> [What the task asks] Carry on the text about the Flight 93 National Memorial from its last sentence, with no reference to the data after it.

Shanksville, Pennsylvania, USA
LA-based architect Paul Murdoch and his team were commissioned to design the Flight 93 National Memorial to commemorate the 40 heroes on Flight 93 who gave their lives thwarting a terrorist attack on the U.S. capital.

The memorial site is the first national park of the 21st century which was formerly a coalmine, that Murdoch transformed into a designed memorial landscape.
The project has been awarded a 2021 American Architecture Award from The Chicago Athenaeum and The European Centre for Architecture Art Design and Urban Studies.
The Flight 93 National Memorial is a new 2,200-acre national park at the site in Western Pennsylvania where United Flight 93 crashed on September 11, 2001.

The memorial design contours the land and enhances the physical features of the site for expressive power.
The goal is a seamless visitor experience in a choreographed sequence of commemorative, cultural, and natural spaces ultimately leading to the edge of the crash site, the focal point for the entire memorial experience.

The plane crashed at the edge of an open field in front of a grove of hemlock trees that absorbed the inferno of the crash.
The distinct structure of the trees, with its straight, tall trunk and alternating angled branches, is the inspiration for the design motif expressed in materials throughout the memorial and visitor center.

The open field, a bowl-shaped landform and backfilled open-pit coal mine is interpreted as a Field of Honor through re-grading and commemorative plantings in a formal arrangement of forty groves.
A maple allée defines the inner ring of the landscaped circle, responding to the circular form of the Bowl and forming a gesture of collective public embrace of the final resting place of forty heroes.

> [Data block]
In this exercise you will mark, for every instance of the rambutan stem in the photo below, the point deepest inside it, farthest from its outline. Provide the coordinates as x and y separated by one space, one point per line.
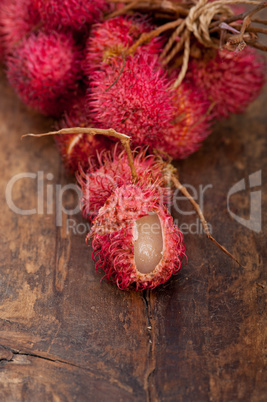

> [Result for this exercise]
A visitor center is located between two ascending concrete memorial walls where the flight path crosses the edge of the Field of Honor.
The siting of the visitor center emphasizes the poignancy of this intersection and offers panoramic views of the memorial landscape.
The long, tall concrete site walls conceal approaching views of the Field of Honor from parking.

A long entrance walkway aligned with the flight path collects visitors from buses and parking, leading first to a comfort station and a learning center for visitor orientation and special programs.
The walkway leads visitors through tall narrow portals to an overlook of the expansive field and crash site below.
The Visitor Center provides an interpretation of the actions of the passengers and crew on Flight 93 and the events that occurred on September 11, 2001.

It is an integral part of the memorial landscape, offering narrative content and
interpretation as part of the overall flow of the visitor experience.
From the visitor center, a walk east through the formal tree-lined path or west from the learning center down a meandering trail leads to the crash site and wall of inscribed names of the passengers and crew.

The memorial site extends north from the crash site and Field of Honor several miles to the park entrance from a state highway.
Marking the entrance is the Tower of Voices, a 93-feet tall musical sculpture holding forty wind chimes commemorating the forty passengers and crew through a living memorial in sound.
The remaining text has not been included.